## DATA TO PROCESS
◆ ◆ ◆ ◆

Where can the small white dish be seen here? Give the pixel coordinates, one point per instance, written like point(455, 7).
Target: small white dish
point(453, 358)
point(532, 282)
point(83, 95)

◆ ◆ ◆ ◆

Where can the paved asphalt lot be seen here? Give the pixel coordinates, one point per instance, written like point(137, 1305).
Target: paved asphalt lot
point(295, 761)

◆ ◆ ◆ ◆

## WHAT TO DO
Turn the listing lines between the line holding "Where can the small" and the line holding "point(83, 95)", inclusive, into a Markdown table with the columns Row and Listing line, leaving out any blank lines.

## TASK OUTPUT
| Row | Listing line |
|---|---|
| 1 | Where can the small white dish be seen here? Give the pixel coordinates, one point per instance, written like point(455, 7). |
| 2 | Target: small white dish |
| 3 | point(453, 358) |
| 4 | point(532, 282) |
| 5 | point(83, 95) |